### WORK ORDER
Pictures aside, restate the records below exactly as written.

### INPUT FOR THIS TASK
[Start of section]

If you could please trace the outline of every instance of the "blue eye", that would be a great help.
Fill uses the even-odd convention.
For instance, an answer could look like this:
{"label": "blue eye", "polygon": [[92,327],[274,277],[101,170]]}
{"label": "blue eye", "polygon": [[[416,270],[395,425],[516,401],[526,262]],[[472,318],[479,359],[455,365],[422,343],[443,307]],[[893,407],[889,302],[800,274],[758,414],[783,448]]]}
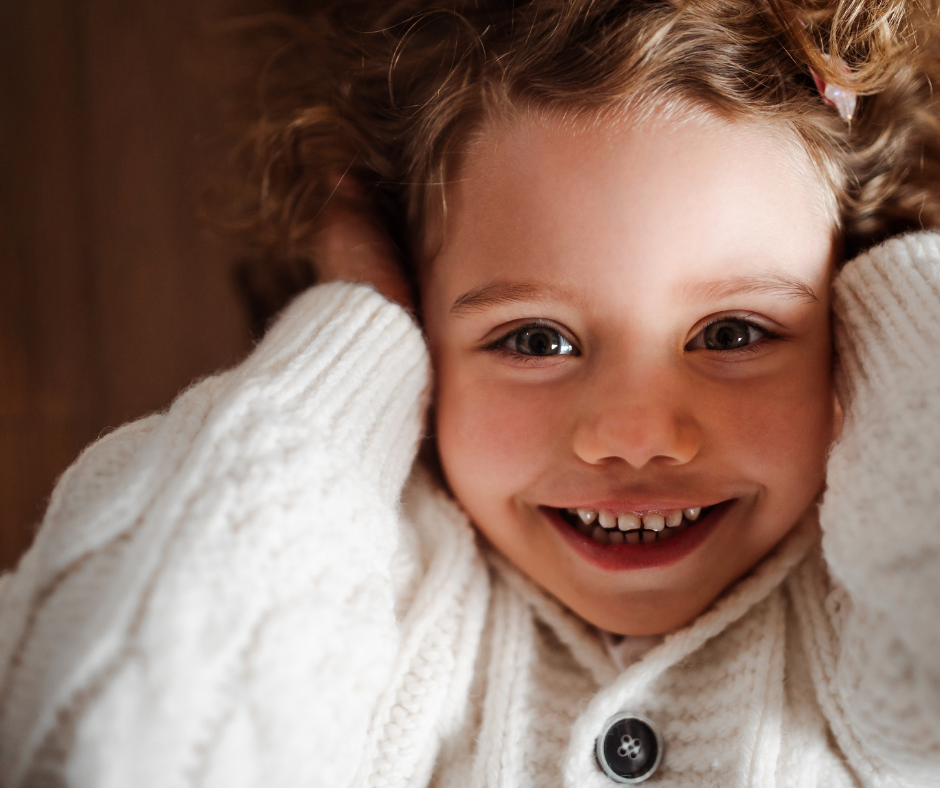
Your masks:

[End of section]

### REPLY TO THE TASK
If you could please trace the outline of every instance of the "blue eye", that would be a great help.
Fill uses the even-odd convention.
For instance, an answer could look like this:
{"label": "blue eye", "polygon": [[92,327],[274,277],[101,170]]}
{"label": "blue eye", "polygon": [[[416,270],[395,425],[516,401],[526,262]],[[472,318],[479,359],[455,365],[422,343],[443,307]],[[893,407],[889,302],[800,274],[758,414],[783,448]]]}
Your masks:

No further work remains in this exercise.